#### [CHECK YOUR UNDERSTANDING]
[A] List the header fields of the original message quoted in the Stata mailing-list exchange.
[B] Answer these questions from the Stata mailing-list exchange:
(i) What institution is listed under Joe Canner's name?
(ii) What digit does a "Refusal" value end with?
(iii) What maximum string length is given for these values?
[C] Carry the Stata mailing-list exchange forward from its final sentence.

#### [DOCUMENT EXCERPT]
I am as confused as others regarding what you are actually trying to do, but I will add this request for clarification: you say that the variables are a mixture of 8's and 9's up to a length of string(244).  This implies that they are already strings, since Stata would not be able to store a number that was 244 digits long.  Accordingly, why then do you need to convert them to string?

Regards,
Joe Canner
Johns Hopkins University School of Medicine

-----Original Message-----
From: [email protected] [mailto:[email protected]] On Behalf Of Evan DeFilippis
Sent: Thursday, October 03, 2013 5:09 AM
To: [email protected]
Subject: st: Fwd: Fastest way to identify values that start and end with a 9?

Values in my data set contain different numerical representations for "Don't Know" and "Refusal"

A "Don't Know" will always start and end with a '9', but there can be as many '9's in between as possible, up to the maximum length of a string (244).

A "Refusal" will always start with a '9' and end with an '8', and there can be as many '9's' in between as possible, up to the maximum length of a string (244).

The data set contains strings, integers, bytes, etc..

#### [RECORDED DATA]

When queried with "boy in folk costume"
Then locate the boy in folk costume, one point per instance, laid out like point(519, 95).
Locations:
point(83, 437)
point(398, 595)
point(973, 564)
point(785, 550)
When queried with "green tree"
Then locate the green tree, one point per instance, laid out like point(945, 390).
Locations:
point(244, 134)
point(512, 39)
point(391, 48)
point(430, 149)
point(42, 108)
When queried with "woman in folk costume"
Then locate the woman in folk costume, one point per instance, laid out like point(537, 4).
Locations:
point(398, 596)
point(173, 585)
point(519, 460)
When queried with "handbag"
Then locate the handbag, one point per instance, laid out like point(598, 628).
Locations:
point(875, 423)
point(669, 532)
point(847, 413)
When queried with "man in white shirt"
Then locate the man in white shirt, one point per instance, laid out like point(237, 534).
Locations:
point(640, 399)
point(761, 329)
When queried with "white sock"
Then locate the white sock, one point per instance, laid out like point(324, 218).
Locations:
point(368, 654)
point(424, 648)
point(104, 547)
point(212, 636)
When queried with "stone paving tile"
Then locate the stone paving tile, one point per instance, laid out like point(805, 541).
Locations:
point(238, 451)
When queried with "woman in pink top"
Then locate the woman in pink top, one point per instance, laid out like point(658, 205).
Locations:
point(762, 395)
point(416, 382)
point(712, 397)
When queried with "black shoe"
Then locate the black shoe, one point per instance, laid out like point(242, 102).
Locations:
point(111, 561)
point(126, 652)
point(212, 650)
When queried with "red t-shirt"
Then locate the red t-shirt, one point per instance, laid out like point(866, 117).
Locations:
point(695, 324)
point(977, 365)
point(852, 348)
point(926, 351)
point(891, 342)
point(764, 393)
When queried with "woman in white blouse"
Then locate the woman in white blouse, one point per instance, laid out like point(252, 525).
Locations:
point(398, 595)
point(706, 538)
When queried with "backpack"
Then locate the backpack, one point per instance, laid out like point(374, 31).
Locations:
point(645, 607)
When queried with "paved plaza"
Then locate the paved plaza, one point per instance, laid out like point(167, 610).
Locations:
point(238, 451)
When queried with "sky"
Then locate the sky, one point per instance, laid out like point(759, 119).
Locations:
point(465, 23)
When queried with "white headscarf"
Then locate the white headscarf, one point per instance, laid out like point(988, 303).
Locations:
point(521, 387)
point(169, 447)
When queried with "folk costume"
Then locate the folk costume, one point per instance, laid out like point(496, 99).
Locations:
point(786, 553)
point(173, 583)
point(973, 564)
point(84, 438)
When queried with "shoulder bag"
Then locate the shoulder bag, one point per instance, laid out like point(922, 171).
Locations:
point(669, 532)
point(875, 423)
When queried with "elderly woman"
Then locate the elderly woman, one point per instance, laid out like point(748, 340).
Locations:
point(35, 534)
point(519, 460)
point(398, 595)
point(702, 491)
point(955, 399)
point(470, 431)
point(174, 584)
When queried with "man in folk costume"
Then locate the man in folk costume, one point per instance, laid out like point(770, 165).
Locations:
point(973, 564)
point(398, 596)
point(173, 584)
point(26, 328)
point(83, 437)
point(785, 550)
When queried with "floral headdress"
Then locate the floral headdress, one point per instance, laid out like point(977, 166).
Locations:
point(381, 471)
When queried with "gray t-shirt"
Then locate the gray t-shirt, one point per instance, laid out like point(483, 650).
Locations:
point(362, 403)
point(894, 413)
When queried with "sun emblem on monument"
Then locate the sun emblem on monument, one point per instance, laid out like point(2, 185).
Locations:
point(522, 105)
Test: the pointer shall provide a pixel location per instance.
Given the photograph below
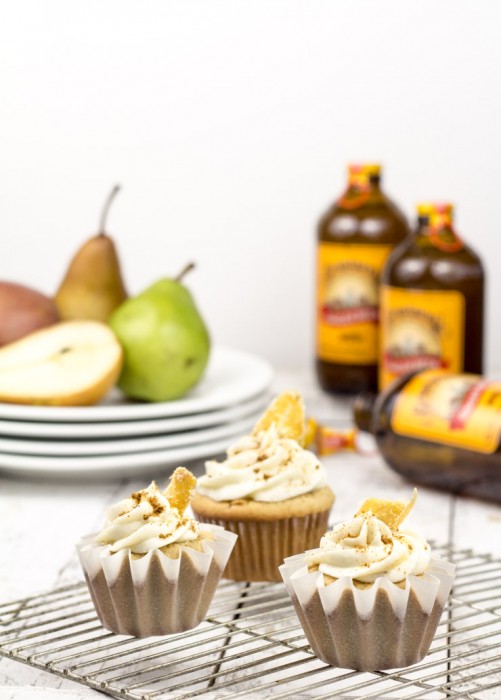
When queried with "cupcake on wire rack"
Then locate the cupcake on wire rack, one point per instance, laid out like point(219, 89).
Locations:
point(152, 570)
point(269, 491)
point(371, 595)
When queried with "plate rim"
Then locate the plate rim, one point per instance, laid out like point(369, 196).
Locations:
point(107, 429)
point(140, 411)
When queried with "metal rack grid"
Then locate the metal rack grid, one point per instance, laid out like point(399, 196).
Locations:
point(252, 646)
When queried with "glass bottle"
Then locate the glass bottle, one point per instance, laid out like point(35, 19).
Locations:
point(439, 429)
point(432, 301)
point(355, 237)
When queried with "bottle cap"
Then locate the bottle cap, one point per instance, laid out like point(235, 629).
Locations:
point(435, 209)
point(366, 169)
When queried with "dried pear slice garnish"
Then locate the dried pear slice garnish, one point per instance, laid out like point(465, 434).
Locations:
point(180, 489)
point(393, 513)
point(286, 413)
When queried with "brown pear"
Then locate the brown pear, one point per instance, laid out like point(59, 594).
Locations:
point(22, 311)
point(93, 287)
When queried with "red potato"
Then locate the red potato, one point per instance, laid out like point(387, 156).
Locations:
point(22, 311)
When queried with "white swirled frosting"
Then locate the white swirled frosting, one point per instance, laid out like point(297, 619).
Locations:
point(365, 548)
point(145, 521)
point(263, 467)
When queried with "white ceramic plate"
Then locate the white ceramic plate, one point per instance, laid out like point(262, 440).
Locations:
point(109, 465)
point(111, 429)
point(74, 448)
point(232, 377)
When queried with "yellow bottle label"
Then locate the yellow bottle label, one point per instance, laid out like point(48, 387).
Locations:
point(462, 410)
point(348, 301)
point(420, 328)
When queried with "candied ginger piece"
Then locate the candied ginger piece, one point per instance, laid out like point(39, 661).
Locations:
point(393, 513)
point(286, 412)
point(180, 489)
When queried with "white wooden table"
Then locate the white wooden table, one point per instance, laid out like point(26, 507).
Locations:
point(40, 521)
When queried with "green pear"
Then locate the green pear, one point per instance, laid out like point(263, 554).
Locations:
point(165, 341)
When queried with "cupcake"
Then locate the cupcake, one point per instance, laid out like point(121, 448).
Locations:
point(371, 595)
point(269, 491)
point(152, 570)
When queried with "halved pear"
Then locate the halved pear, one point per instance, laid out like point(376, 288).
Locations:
point(73, 363)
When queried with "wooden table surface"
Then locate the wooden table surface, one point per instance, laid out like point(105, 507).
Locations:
point(41, 520)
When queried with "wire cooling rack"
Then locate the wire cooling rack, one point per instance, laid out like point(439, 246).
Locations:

#### [RESULTS IN ORDER]
[A] From, Sent, To, Subject

[B]
(i) Johns Hopkins University School of Medicine
(ii) 8
(iii) 244

[C]
I want to be able to convert the numerical representations of 'Don't Know' and 'Refusal's' into DK and REF, respectively.

My current strategy for doing this looks like so:

quietly tostring _all, replace
ds, has(type string)
di "`r(varlist)'"
unab string_vars : `r(varlist)'
foreach j in `string_vars'  {
quietly replace `j'= regexr(`j', "^[9]*[9]\$","DK")
quietly replace `j' = regexr(`j', "^[9]*[8]\$", "REF") }

However, this is slow because it converts the entire data set into strings, which takes about 5 minutes, and then it has to do has(type
string) in order to get r(varlist) to iterate over all those strings which takes about 4 minutes.

Is there a faster way to do this that perhaps does not involve converting everything to strings?